Rewrite the records below with every occurrence of "noun phrase" changed to "descriptive phrase", leaving everything else unchanged.

• RECORDS TO USE:
================

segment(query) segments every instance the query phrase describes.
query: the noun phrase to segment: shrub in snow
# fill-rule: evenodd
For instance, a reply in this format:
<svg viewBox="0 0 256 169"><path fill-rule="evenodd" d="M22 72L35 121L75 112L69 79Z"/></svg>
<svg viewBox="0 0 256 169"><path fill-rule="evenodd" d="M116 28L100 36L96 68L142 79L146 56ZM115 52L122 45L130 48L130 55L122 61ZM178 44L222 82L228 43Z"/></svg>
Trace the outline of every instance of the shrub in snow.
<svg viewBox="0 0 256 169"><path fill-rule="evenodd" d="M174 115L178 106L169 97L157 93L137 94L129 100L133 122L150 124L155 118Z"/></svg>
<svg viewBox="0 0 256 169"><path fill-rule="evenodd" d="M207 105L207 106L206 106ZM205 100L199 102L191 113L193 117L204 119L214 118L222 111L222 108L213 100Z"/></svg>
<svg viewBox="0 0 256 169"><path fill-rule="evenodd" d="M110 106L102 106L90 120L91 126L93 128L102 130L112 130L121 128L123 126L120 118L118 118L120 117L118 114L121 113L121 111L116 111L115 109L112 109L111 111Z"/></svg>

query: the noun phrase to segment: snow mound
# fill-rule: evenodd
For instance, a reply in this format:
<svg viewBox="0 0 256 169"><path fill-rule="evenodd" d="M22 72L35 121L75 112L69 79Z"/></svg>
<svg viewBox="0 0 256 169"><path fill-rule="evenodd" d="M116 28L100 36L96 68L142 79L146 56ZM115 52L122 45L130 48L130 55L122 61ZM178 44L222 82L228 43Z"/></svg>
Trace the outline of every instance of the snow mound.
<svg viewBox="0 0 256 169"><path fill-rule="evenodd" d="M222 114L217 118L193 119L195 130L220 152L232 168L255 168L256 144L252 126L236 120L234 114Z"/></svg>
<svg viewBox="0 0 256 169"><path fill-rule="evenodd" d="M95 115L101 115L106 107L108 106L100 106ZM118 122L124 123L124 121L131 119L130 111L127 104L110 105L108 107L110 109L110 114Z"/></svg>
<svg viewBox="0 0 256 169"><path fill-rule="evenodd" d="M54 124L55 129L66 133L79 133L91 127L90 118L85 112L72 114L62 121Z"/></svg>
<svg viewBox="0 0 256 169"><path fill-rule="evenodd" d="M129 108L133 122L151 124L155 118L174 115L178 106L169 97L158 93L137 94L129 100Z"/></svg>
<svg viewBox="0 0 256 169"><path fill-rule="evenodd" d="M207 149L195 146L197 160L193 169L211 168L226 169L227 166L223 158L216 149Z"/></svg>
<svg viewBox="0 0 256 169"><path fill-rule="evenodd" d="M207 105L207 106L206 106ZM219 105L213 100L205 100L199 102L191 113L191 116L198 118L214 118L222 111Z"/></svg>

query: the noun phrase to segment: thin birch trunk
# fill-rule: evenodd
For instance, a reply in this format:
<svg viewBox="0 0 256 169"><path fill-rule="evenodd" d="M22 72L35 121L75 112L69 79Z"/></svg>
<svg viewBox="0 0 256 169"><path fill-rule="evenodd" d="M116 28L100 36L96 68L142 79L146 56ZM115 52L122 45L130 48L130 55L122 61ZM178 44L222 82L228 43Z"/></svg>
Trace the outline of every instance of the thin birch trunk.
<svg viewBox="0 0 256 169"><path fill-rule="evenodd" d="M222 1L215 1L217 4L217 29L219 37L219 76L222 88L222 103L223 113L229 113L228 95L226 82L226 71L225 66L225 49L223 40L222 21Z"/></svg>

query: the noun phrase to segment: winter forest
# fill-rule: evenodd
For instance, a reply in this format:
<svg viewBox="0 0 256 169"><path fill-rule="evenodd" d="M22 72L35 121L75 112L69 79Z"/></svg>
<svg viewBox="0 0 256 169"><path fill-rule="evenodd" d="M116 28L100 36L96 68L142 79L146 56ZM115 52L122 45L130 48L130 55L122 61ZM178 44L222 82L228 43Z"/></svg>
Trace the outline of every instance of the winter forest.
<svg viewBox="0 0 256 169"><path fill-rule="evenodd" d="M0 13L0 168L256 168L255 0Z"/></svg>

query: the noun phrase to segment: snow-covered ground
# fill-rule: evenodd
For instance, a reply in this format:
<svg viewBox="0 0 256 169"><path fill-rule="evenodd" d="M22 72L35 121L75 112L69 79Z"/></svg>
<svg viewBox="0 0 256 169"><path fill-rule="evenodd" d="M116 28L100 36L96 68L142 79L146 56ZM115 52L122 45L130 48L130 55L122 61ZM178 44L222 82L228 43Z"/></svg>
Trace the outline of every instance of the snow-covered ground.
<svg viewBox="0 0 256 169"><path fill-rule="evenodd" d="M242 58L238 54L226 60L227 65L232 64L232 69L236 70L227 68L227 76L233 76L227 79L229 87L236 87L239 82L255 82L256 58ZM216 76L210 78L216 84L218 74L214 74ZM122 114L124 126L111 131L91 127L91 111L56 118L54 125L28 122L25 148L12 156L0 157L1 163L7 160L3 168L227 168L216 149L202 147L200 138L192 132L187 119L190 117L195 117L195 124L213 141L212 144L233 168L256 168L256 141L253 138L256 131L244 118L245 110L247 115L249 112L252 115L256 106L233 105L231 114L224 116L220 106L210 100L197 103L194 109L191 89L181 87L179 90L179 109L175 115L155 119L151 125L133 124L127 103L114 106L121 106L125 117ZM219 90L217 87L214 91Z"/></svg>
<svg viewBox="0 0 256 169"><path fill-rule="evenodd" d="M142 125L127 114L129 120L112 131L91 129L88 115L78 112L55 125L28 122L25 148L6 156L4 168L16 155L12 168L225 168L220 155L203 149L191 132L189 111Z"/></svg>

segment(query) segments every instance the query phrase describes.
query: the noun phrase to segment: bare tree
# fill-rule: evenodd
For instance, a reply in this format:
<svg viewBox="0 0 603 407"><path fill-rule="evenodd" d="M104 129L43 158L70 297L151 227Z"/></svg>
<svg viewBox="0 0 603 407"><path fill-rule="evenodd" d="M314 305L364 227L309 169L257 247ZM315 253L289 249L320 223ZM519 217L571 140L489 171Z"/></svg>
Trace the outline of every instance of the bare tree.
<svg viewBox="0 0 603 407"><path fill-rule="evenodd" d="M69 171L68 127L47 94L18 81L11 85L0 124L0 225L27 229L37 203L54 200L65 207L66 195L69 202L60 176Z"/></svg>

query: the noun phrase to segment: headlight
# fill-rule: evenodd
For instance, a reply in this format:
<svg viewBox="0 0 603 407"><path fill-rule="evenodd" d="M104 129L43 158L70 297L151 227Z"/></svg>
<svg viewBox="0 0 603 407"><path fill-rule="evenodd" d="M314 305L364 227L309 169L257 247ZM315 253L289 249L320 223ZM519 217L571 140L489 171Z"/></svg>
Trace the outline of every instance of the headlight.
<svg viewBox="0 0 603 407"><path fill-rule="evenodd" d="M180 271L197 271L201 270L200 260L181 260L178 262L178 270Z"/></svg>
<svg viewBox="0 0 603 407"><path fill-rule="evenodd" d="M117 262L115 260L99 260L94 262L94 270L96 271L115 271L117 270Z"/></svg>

================

• FINISHED TASK:
segment(query) segments every instance the query phrase describes.
query: the descriptive phrase to segment: shrub in snow
# fill-rule: evenodd
For instance, a reply in this format:
<svg viewBox="0 0 256 169"><path fill-rule="evenodd" d="M22 72L35 121L75 112L69 79Z"/></svg>
<svg viewBox="0 0 256 169"><path fill-rule="evenodd" d="M116 28L100 36L96 68L142 79L146 56ZM115 52L122 45L130 48L130 55L122 61ZM178 44L222 82L228 43Z"/></svg>
Trace the outline of every instance of the shrub in snow.
<svg viewBox="0 0 256 169"><path fill-rule="evenodd" d="M174 115L178 106L169 97L157 93L137 94L129 100L133 122L150 124L155 118Z"/></svg>
<svg viewBox="0 0 256 169"><path fill-rule="evenodd" d="M207 105L207 106L206 106ZM205 100L199 102L191 113L193 117L204 119L214 118L222 111L222 108L213 100Z"/></svg>
<svg viewBox="0 0 256 169"><path fill-rule="evenodd" d="M110 106L102 106L90 120L91 126L93 128L102 130L112 130L121 128L123 126L120 118L118 118L120 117L118 114L121 113L121 111L116 111L115 109L112 109L111 111Z"/></svg>

query: the descriptive phrase to segment: snow mound
# fill-rule: evenodd
For instance, a reply in this format:
<svg viewBox="0 0 256 169"><path fill-rule="evenodd" d="M22 72L35 121L75 112L69 79Z"/></svg>
<svg viewBox="0 0 256 169"><path fill-rule="evenodd" d="M116 28L100 36L96 68L142 79L146 56ZM115 52L122 45L130 48L130 55L122 61ZM178 44L222 82L228 43Z"/></svg>
Trace the outline of every instance of the snow mound.
<svg viewBox="0 0 256 169"><path fill-rule="evenodd" d="M222 114L217 118L193 119L195 130L220 152L232 168L255 168L256 144L252 126L236 120L234 114Z"/></svg>
<svg viewBox="0 0 256 169"><path fill-rule="evenodd" d="M95 115L101 115L106 107L108 106L100 106ZM118 122L124 123L124 121L131 119L130 111L127 104L110 105L108 107L110 109L110 114Z"/></svg>
<svg viewBox="0 0 256 169"><path fill-rule="evenodd" d="M54 124L55 129L66 133L79 133L91 127L90 118L85 112L72 114L62 121Z"/></svg>
<svg viewBox="0 0 256 169"><path fill-rule="evenodd" d="M129 108L133 122L151 124L155 118L174 115L178 106L169 97L158 93L137 94L129 100Z"/></svg>
<svg viewBox="0 0 256 169"><path fill-rule="evenodd" d="M207 149L195 146L197 160L193 169L211 168L226 169L227 166L223 158L216 149Z"/></svg>
<svg viewBox="0 0 256 169"><path fill-rule="evenodd" d="M207 105L207 106L206 106ZM219 105L213 100L205 100L199 102L191 113L191 116L198 118L214 118L222 111Z"/></svg>

query: the descriptive phrase to segment: thin birch trunk
# fill-rule: evenodd
For instance, a reply in this format:
<svg viewBox="0 0 256 169"><path fill-rule="evenodd" d="M22 72L35 121L75 112L69 79Z"/></svg>
<svg viewBox="0 0 256 169"><path fill-rule="evenodd" d="M116 28L100 36L96 68L142 79L146 56ZM115 52L122 45L130 48L130 55L122 61ZM178 44L222 82L228 43Z"/></svg>
Trace the outline of every instance of the thin birch trunk.
<svg viewBox="0 0 256 169"><path fill-rule="evenodd" d="M222 1L215 1L217 4L217 29L219 37L219 76L222 88L222 103L223 113L229 113L228 95L226 82L226 71L225 66L225 49L223 40L222 21Z"/></svg>

query: the descriptive phrase to segment: winter forest
# fill-rule: evenodd
For instance, a reply in this format:
<svg viewBox="0 0 256 169"><path fill-rule="evenodd" d="M22 72L35 121L75 112L69 79Z"/></svg>
<svg viewBox="0 0 256 169"><path fill-rule="evenodd" d="M116 28L100 36L96 68L142 79L146 56ZM115 52L122 45L130 48L130 55L122 61ZM178 44L222 82L228 43Z"/></svg>
Trace the outline of every instance of the winter forest.
<svg viewBox="0 0 256 169"><path fill-rule="evenodd" d="M0 13L0 168L256 168L255 0Z"/></svg>

query: the descriptive phrase to segment: snow-covered ground
# fill-rule: evenodd
For instance, a reply in this format:
<svg viewBox="0 0 256 169"><path fill-rule="evenodd" d="M22 72L35 121L75 112L69 79Z"/></svg>
<svg viewBox="0 0 256 169"><path fill-rule="evenodd" d="M116 28L100 36L96 68L142 79L146 56ZM115 52L122 45L130 48L130 55L122 61ZM178 44L222 82L228 43Z"/></svg>
Trace the outline of every instance of the snow-covered ground.
<svg viewBox="0 0 256 169"><path fill-rule="evenodd" d="M242 58L238 54L226 60L227 65L232 64L232 69L236 70L227 68L227 76L233 76L227 79L229 87L236 87L239 82L255 82L256 58ZM216 76L210 78L216 84L218 74L214 74ZM122 114L124 126L111 131L91 127L91 111L56 118L54 125L28 122L25 148L12 156L0 157L1 163L7 160L3 168L227 168L216 149L202 147L200 138L192 132L187 119L190 117L195 117L195 124L213 141L212 144L233 168L256 168L256 141L253 138L256 131L244 118L245 110L247 115L249 112L252 115L256 106L233 105L231 114L224 116L220 106L210 100L197 103L194 109L191 89L181 87L179 90L179 109L175 115L155 119L151 125L133 124L127 103L114 106L121 106L125 117ZM219 90L217 87L214 91Z"/></svg>
<svg viewBox="0 0 256 169"><path fill-rule="evenodd" d="M142 125L127 114L129 120L112 131L91 129L88 115L78 112L55 125L28 122L25 148L6 156L4 168L16 155L12 168L225 168L220 155L203 149L191 132L189 111Z"/></svg>

segment(query) segments every instance the query phrase describes.
query: the descriptive phrase to segment: bare tree
# fill-rule: evenodd
For instance, a reply in this format:
<svg viewBox="0 0 603 407"><path fill-rule="evenodd" d="M104 129L43 158L70 297L151 227Z"/></svg>
<svg viewBox="0 0 603 407"><path fill-rule="evenodd" d="M314 305L364 227L309 169L257 247ZM315 253L289 249L320 223ZM519 217L571 140L489 171Z"/></svg>
Trace the outline of every instance of the bare tree.
<svg viewBox="0 0 603 407"><path fill-rule="evenodd" d="M69 171L68 127L47 94L18 81L11 85L0 124L0 225L27 229L37 203L54 200L65 207L66 195L69 202L60 176Z"/></svg>

query: the descriptive phrase to segment: headlight
# fill-rule: evenodd
For instance, a reply in this format:
<svg viewBox="0 0 603 407"><path fill-rule="evenodd" d="M104 129L43 158L70 297L151 227Z"/></svg>
<svg viewBox="0 0 603 407"><path fill-rule="evenodd" d="M314 305L364 227L309 169L257 247ZM315 253L289 249L320 223ZM519 217L571 140L489 171Z"/></svg>
Trace the outline of every instance of the headlight.
<svg viewBox="0 0 603 407"><path fill-rule="evenodd" d="M180 271L197 271L201 270L200 260L181 260L178 262L178 270Z"/></svg>
<svg viewBox="0 0 603 407"><path fill-rule="evenodd" d="M117 262L115 260L99 260L94 262L94 270L96 271L115 271L117 270Z"/></svg>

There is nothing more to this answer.